Awesome. Now, would you say that without having the WIT Index in front of me, is this something you guys are proud of where it's at right now? Or there's a – is there a lot more room to grow and you're not where it should be? What does that look like from a status? Are you halfway to your goal? I mean, it's a mission that probably evolves as you continue to support the women in the industry. But how do you feel looking at the industry right now?
Sure. So that's a great question. I think there are some areas where we – there is a lot of women representation and in certain roles that are sort of known and expected like HR, for example. A lot of women in HR roles and filling those roles in large corporations and small companies within the sector which is terrific. Then there are other areas that have a smaller representation, so women in technology-focused jobs, those sorts of things, technicians, that kind of thing. We're seeing that there is a large growth in that. That's gone from – I think it was three and a half percent last year to seven percent this year, so a doubling.
Yes. That’s not nothing. There we go.
Quite small but that's an area where we're excited to see significant growth. Then something else that I was really excited to see is that we're continuing to see women represented in CEO roles, and that's continuing to grow. We've seen growth in that this year as well. I think it's almost 40% CEO roles, C-suite roles within the trucking industry are held by women, which is great.
Yes. The thing that's really – that stat is wrong. I'm sorry. It’s about 32%. So I've overstated a little bit.
Okay. That’s all right.
But still significant, nearly a third.
I round up that much for my sales too.
But the thing that – so as I said, we're seeing growth there. But another highlight that I want to make thinking about that statistic is Forbes this year just said that women hold 10% of all roles, all C-suite roles in Fortune 500 companies. So that's the first time that that's been in double digits.
Really? Okay. That was going to be my – first, I was to say that sounds impressive. What is it in relevance to? But that's awesome. So we're seeing trends in the right direction then within that kind of equality or really kind of diversifying the market there.
Yes. No. Within that are – and this is a question I probably could have asked earlier. But as you spoke, it made me think of it. You're not solely – are you member-based? I guess this is the first question.
Sure. We are. Yes.

WORK TASK A
Retype a passage of the interview transcript word for word, beginning at the words "Really? Okay. That" and stopping after "the first question.".
WORK TASK B
According to the Forbes figure cited in the interview transcript, what share of C-suite roles in Fortune 500 companies do women hold?

INFORMATION SHOWN
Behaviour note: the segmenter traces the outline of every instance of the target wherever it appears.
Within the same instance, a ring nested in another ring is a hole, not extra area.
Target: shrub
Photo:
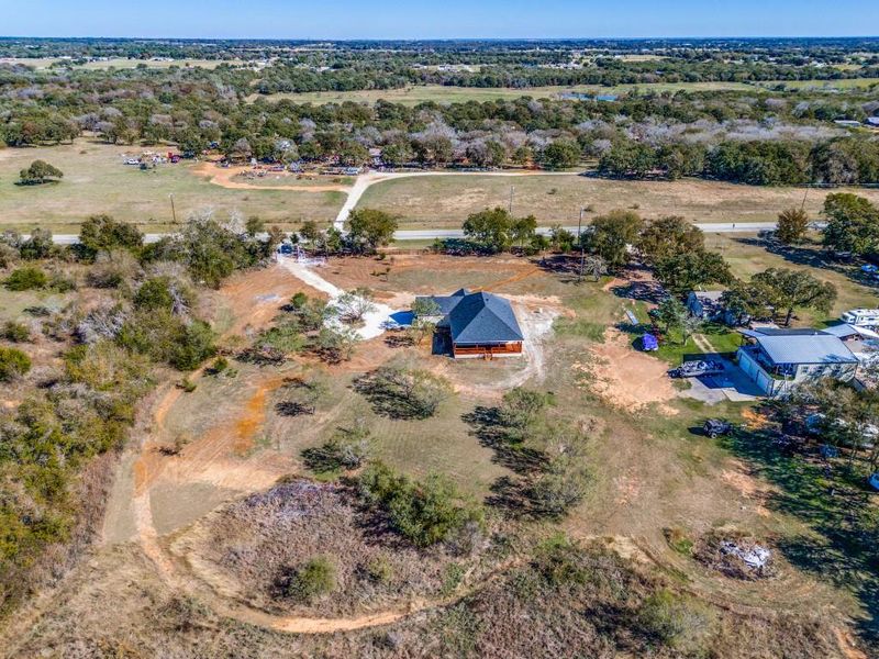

WRITTEN REPLY A
Really? Okay. That was going to be my – first, I was to say that sounds impressive. What is it in relevance to? But that's awesome. So we're seeing trends in the right direction then within that kind of equality or really kind of diversifying the market there.
Yes. No. Within that are – and this is a question I probably could have asked earlier. But as you spoke, it made me think of it. You're not solely – are you member-based? I guess this is the first question.

WRITTEN REPLY B
Women hold 10% of all C-suite roles in Fortune 500 companies.